*Given problem:* Repeat the whole of the data, keeping every detail the same.

Part of a data file
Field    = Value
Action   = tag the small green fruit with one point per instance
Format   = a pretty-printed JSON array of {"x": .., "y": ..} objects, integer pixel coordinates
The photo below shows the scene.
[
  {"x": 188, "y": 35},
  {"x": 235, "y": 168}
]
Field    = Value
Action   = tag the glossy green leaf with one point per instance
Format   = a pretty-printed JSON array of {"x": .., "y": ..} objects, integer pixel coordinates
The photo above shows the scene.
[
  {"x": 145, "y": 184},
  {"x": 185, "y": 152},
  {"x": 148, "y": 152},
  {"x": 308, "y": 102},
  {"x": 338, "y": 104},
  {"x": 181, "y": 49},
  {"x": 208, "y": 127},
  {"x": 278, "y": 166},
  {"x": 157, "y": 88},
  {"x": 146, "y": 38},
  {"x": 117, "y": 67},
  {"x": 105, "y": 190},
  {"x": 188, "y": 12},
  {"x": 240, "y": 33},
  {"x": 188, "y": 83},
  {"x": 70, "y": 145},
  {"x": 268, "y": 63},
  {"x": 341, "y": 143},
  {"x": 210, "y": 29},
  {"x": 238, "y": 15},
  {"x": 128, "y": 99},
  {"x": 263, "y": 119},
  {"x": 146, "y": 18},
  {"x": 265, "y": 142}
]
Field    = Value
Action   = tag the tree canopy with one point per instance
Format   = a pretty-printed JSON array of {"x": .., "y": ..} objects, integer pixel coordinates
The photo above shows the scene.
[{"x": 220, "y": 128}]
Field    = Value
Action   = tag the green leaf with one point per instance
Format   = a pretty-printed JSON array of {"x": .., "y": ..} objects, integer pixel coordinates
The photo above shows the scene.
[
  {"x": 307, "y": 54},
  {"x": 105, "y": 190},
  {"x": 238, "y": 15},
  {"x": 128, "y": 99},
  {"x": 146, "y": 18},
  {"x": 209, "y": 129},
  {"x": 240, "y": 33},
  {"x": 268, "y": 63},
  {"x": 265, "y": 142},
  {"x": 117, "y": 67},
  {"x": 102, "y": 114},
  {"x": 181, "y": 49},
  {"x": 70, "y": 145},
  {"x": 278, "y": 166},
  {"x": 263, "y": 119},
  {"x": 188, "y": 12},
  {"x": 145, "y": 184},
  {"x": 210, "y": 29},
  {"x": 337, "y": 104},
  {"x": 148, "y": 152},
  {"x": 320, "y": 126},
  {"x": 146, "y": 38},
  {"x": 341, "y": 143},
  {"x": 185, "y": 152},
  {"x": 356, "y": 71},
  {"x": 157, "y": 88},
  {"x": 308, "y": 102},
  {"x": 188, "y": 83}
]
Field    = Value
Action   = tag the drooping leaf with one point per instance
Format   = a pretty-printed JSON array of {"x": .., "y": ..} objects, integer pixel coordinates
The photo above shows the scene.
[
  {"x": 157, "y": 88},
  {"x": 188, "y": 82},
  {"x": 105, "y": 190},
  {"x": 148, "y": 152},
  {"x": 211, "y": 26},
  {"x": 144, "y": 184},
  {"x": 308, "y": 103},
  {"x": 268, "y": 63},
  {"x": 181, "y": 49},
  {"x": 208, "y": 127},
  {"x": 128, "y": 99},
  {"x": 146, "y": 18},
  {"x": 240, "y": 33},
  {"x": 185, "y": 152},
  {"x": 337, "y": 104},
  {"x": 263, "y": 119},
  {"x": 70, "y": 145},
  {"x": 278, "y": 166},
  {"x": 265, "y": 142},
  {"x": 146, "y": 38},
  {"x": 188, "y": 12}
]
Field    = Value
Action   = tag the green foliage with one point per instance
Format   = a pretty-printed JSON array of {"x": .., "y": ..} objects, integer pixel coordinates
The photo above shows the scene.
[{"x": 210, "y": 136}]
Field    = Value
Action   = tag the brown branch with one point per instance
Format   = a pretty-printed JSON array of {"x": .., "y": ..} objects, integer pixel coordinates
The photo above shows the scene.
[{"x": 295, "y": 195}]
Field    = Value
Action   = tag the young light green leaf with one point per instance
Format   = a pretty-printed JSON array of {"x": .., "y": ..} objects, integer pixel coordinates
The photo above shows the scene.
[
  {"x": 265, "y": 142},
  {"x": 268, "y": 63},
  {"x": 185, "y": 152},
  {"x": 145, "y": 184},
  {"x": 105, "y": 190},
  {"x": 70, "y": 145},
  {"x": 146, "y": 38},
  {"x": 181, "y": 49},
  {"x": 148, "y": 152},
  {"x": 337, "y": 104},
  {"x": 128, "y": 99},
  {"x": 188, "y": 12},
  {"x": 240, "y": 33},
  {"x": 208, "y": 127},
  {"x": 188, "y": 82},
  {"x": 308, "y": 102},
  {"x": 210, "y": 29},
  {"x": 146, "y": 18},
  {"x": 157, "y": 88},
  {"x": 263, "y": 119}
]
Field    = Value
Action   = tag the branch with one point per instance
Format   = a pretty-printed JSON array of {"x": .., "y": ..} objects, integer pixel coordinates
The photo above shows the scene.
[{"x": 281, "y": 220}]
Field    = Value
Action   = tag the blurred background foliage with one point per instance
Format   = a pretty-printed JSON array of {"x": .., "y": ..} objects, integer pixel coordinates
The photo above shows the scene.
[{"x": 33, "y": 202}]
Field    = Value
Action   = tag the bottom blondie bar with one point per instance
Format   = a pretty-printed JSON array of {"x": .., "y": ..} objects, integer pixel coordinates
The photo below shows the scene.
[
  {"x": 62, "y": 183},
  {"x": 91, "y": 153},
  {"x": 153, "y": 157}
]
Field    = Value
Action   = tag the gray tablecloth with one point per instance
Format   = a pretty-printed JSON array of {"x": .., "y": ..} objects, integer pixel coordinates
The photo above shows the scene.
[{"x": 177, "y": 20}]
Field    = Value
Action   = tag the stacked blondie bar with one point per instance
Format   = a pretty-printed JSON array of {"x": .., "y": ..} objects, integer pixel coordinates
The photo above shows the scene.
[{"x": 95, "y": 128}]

*Result below:*
Field    = Value
Action   = tag the small green fruit with one point per instance
Format   = a pretty-printed JSON array of {"x": .., "y": ..} objects, integer pixel coordinates
The photo below shows the scene.
[
  {"x": 188, "y": 35},
  {"x": 235, "y": 168}
]
Field    = Value
Action   = tag the glossy green leaf with one point per instance
Format   = a pretty-printed JSON array of {"x": .., "y": ..} objects, integer pixel coordinates
The photo above shows the scene.
[
  {"x": 145, "y": 184},
  {"x": 185, "y": 152},
  {"x": 148, "y": 152},
  {"x": 308, "y": 102},
  {"x": 338, "y": 104},
  {"x": 181, "y": 49},
  {"x": 208, "y": 127},
  {"x": 278, "y": 166},
  {"x": 157, "y": 88},
  {"x": 146, "y": 38},
  {"x": 117, "y": 67},
  {"x": 105, "y": 190},
  {"x": 188, "y": 12},
  {"x": 240, "y": 33},
  {"x": 188, "y": 83},
  {"x": 70, "y": 145},
  {"x": 268, "y": 63},
  {"x": 341, "y": 143},
  {"x": 210, "y": 29},
  {"x": 238, "y": 15},
  {"x": 128, "y": 99},
  {"x": 263, "y": 119},
  {"x": 146, "y": 18},
  {"x": 265, "y": 142}
]
Field    = Value
Action   = tag the tree canopy with one point per instance
Format   = a pretty-printed JSON array of {"x": .., "y": ..} objects, integer pixel coordinates
The photo above shows the scene.
[{"x": 220, "y": 128}]
Field    = Value
Action   = tag the green leaf with one point per instance
Format   = a pretty-printed JSON array of {"x": .., "y": ..} objects, integer pixel coordinates
The photo above shows the scene.
[
  {"x": 307, "y": 54},
  {"x": 105, "y": 190},
  {"x": 238, "y": 15},
  {"x": 128, "y": 99},
  {"x": 146, "y": 18},
  {"x": 209, "y": 129},
  {"x": 240, "y": 33},
  {"x": 268, "y": 63},
  {"x": 265, "y": 142},
  {"x": 117, "y": 67},
  {"x": 102, "y": 114},
  {"x": 181, "y": 49},
  {"x": 70, "y": 145},
  {"x": 278, "y": 166},
  {"x": 263, "y": 119},
  {"x": 188, "y": 12},
  {"x": 145, "y": 184},
  {"x": 210, "y": 29},
  {"x": 337, "y": 104},
  {"x": 148, "y": 152},
  {"x": 320, "y": 126},
  {"x": 146, "y": 38},
  {"x": 341, "y": 143},
  {"x": 185, "y": 152},
  {"x": 356, "y": 71},
  {"x": 157, "y": 88},
  {"x": 308, "y": 102},
  {"x": 188, "y": 83}
]
Field    = Value
Action   = tag the drooping leaf with one point per instance
Format   = a pretty-printed JSON array of {"x": .., "y": ..} objects, integer pixel coordinates
The photo above shows the scene.
[
  {"x": 157, "y": 88},
  {"x": 188, "y": 82},
  {"x": 105, "y": 190},
  {"x": 148, "y": 152},
  {"x": 211, "y": 26},
  {"x": 144, "y": 184},
  {"x": 308, "y": 103},
  {"x": 268, "y": 63},
  {"x": 181, "y": 49},
  {"x": 208, "y": 127},
  {"x": 128, "y": 99},
  {"x": 146, "y": 18},
  {"x": 240, "y": 33},
  {"x": 185, "y": 152},
  {"x": 337, "y": 104},
  {"x": 263, "y": 119},
  {"x": 70, "y": 145},
  {"x": 278, "y": 166},
  {"x": 265, "y": 142},
  {"x": 146, "y": 38},
  {"x": 188, "y": 12}
]
Field    = Value
Action   = tag the green foliage with one point per instance
Format   = a pretty-printed JSON array of {"x": .., "y": ..} objects, integer pixel coordinates
The photo above shows the scene.
[{"x": 210, "y": 136}]
Field    = Value
Action   = tag the brown branch with one point per instance
Format   = a pretty-printed JSON array of {"x": .., "y": ..} objects, integer pixel coordinates
The photo above shows the scene.
[{"x": 295, "y": 195}]
Field    = Value
Action   = tag the young light green leaf with one point per instance
Format   = a pretty-printed JSON array of {"x": .., "y": ..} objects, integer pixel coordinates
The photo above shows the scene.
[
  {"x": 265, "y": 142},
  {"x": 268, "y": 63},
  {"x": 185, "y": 152},
  {"x": 145, "y": 184},
  {"x": 105, "y": 190},
  {"x": 70, "y": 145},
  {"x": 146, "y": 38},
  {"x": 181, "y": 49},
  {"x": 148, "y": 152},
  {"x": 337, "y": 104},
  {"x": 128, "y": 99},
  {"x": 188, "y": 12},
  {"x": 240, "y": 33},
  {"x": 208, "y": 127},
  {"x": 188, "y": 82},
  {"x": 308, "y": 102},
  {"x": 210, "y": 29},
  {"x": 146, "y": 18},
  {"x": 157, "y": 88},
  {"x": 263, "y": 119}
]
Field    = Value
Action   = tag the branch with one point per instance
Format   = a pretty-printed JSON array of {"x": .., "y": ..} objects, integer pixel coordinates
The photo above shows the scene.
[{"x": 281, "y": 220}]
Field    = Value
Action   = tag the blurred background foliage with one point per instance
Format   = a pretty-printed JSON array of {"x": .., "y": ..} objects, integer pixel coordinates
The photo above shows the scene.
[{"x": 33, "y": 202}]
Field    = Value
Action   = tag the bottom blondie bar with one point per instance
Format   = a pretty-printed JSON array of {"x": .., "y": ..} objects, integer pixel coordinates
The photo below shows the scene.
[
  {"x": 62, "y": 183},
  {"x": 91, "y": 153},
  {"x": 153, "y": 157}
]
Field    = Value
Action   = tag the gray tablecloth with one point per instance
Format   = a pretty-printed JSON array of {"x": .., "y": ..} objects, integer pixel coordinates
The photo above shows the scene.
[{"x": 177, "y": 20}]
Field    = Value
Action   = tag the stacked blondie bar with one point per instance
Format   = a pretty-printed JSON array of {"x": .., "y": ..} objects, integer pixel coordinates
The photo above shows the scene.
[{"x": 95, "y": 128}]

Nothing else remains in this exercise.